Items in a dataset
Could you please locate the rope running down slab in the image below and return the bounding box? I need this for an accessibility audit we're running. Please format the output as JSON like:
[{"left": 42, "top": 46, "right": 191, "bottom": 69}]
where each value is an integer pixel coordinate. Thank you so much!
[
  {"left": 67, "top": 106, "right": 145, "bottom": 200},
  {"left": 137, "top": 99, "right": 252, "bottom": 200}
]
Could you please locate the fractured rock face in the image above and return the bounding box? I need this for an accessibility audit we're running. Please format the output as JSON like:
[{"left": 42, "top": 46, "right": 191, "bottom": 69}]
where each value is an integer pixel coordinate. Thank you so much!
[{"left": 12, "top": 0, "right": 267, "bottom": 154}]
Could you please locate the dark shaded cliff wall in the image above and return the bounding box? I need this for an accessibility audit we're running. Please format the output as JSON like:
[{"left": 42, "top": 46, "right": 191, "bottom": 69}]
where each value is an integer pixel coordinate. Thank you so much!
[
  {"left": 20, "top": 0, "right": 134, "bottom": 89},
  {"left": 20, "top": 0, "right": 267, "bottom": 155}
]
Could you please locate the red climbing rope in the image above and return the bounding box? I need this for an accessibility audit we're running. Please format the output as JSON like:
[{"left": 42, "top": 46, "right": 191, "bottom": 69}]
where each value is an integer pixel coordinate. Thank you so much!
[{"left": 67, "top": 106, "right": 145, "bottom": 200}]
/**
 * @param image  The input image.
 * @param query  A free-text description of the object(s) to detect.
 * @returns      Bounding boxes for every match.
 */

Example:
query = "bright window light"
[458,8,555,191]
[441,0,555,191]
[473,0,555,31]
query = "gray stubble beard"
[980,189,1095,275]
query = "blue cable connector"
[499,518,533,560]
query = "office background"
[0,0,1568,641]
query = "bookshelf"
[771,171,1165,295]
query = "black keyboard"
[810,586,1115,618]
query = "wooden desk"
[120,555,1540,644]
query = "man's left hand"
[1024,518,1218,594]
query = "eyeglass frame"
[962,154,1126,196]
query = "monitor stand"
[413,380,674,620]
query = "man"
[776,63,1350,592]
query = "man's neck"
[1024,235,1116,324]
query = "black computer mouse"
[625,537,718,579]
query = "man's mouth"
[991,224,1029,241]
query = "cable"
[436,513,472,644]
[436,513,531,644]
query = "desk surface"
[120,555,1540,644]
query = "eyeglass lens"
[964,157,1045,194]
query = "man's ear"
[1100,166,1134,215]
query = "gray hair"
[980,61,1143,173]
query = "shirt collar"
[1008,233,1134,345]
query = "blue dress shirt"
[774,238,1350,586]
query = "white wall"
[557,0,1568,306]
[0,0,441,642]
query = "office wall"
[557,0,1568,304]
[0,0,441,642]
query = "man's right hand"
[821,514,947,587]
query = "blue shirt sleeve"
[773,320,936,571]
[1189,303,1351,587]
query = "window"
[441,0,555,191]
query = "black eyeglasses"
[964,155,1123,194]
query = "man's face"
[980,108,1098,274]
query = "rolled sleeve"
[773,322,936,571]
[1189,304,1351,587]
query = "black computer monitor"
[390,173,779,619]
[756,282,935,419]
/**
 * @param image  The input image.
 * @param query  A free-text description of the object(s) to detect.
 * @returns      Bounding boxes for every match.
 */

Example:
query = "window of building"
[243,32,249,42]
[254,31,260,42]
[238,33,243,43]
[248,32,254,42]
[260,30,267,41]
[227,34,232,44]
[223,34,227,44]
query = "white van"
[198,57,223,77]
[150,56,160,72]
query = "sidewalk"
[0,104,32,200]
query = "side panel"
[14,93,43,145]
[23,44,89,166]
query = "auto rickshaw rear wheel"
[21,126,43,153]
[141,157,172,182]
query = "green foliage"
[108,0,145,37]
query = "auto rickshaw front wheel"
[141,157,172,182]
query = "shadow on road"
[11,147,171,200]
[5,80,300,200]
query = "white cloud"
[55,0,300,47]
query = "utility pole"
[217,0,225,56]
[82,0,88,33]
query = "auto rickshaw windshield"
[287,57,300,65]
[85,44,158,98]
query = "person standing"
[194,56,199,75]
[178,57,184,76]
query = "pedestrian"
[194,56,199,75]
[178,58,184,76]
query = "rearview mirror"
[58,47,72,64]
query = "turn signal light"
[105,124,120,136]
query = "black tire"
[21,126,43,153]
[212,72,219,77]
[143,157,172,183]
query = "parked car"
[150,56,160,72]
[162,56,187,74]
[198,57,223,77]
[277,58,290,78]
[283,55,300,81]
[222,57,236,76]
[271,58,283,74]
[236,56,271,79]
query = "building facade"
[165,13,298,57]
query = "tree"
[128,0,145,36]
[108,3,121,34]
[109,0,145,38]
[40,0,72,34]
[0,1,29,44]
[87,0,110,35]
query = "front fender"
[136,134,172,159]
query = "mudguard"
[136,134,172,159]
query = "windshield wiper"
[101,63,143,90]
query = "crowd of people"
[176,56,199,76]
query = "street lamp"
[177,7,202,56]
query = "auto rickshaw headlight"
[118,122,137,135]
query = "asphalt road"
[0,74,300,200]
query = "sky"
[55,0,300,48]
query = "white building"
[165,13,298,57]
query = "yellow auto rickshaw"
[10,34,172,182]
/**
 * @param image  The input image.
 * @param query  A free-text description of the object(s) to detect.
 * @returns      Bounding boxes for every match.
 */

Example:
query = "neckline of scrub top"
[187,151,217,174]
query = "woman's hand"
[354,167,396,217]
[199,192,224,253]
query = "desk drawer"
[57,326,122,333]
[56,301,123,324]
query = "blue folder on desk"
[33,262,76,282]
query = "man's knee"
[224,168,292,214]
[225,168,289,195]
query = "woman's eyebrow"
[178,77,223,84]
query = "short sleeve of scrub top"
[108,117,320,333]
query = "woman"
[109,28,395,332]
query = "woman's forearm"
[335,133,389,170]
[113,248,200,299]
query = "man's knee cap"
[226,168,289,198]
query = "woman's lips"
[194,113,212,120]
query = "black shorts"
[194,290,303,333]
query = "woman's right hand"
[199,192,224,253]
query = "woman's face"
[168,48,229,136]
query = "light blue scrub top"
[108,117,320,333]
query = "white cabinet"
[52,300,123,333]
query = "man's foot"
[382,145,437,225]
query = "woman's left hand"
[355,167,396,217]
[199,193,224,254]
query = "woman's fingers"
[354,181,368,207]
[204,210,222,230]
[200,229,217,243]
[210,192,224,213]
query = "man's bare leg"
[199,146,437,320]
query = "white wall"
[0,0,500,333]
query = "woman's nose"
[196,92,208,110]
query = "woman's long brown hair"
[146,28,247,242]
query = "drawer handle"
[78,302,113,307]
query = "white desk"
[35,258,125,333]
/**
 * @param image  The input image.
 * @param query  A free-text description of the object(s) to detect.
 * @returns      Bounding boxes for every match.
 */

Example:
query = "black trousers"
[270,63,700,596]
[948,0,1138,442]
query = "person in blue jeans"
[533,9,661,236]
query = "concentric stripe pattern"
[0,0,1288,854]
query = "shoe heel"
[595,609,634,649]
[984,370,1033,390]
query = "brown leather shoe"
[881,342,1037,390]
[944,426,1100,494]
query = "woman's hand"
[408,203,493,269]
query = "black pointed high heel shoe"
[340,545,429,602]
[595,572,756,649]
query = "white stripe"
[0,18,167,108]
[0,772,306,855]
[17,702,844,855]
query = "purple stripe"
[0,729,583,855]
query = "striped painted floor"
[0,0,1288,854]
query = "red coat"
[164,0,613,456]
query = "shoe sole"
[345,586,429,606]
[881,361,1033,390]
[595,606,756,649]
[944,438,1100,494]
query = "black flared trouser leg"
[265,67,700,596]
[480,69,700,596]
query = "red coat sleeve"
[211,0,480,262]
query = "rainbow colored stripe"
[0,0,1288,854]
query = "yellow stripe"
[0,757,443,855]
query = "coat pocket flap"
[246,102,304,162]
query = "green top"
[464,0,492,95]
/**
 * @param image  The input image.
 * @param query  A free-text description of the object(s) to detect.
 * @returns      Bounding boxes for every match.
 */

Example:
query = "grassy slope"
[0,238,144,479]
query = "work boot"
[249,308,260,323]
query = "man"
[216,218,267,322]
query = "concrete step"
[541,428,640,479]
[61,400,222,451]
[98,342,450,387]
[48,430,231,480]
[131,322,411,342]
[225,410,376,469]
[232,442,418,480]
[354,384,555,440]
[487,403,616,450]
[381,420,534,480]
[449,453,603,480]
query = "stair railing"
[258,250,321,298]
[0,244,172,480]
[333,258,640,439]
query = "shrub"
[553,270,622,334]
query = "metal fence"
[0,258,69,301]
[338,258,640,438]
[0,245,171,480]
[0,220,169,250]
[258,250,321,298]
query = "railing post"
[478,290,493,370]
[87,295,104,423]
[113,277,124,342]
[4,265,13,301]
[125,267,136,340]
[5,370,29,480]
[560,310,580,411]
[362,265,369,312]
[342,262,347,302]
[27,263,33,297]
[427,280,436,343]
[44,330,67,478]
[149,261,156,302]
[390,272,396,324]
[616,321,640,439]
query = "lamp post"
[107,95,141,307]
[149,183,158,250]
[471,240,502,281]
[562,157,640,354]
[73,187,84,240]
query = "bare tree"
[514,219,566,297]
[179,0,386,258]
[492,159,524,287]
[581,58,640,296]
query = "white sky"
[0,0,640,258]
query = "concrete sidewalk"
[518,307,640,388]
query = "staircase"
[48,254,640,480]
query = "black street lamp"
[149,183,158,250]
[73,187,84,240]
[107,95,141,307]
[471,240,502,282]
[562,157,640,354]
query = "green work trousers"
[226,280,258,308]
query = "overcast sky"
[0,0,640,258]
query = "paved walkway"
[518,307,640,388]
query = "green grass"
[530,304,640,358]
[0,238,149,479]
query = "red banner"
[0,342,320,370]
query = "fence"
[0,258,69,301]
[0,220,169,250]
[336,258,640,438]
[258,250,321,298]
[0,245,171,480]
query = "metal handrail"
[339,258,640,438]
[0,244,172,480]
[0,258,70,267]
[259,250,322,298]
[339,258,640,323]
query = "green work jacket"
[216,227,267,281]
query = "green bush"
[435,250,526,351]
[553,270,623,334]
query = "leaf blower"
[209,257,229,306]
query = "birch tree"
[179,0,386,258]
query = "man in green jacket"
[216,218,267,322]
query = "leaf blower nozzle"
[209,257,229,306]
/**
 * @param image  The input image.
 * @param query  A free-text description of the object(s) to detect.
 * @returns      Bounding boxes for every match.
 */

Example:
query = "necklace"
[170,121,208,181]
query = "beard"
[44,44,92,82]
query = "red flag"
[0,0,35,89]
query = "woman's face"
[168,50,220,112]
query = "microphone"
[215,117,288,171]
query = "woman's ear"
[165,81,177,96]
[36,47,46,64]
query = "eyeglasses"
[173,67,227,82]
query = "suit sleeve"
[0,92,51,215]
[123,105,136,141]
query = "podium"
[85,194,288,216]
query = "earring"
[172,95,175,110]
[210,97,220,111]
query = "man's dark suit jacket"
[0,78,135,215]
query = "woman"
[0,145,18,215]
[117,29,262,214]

Task requirements:
From the material above, pull out every line that contains the word "front", matching case exactly.

Task output:
query = "auto rickshaw front wheel"
query = "front fender"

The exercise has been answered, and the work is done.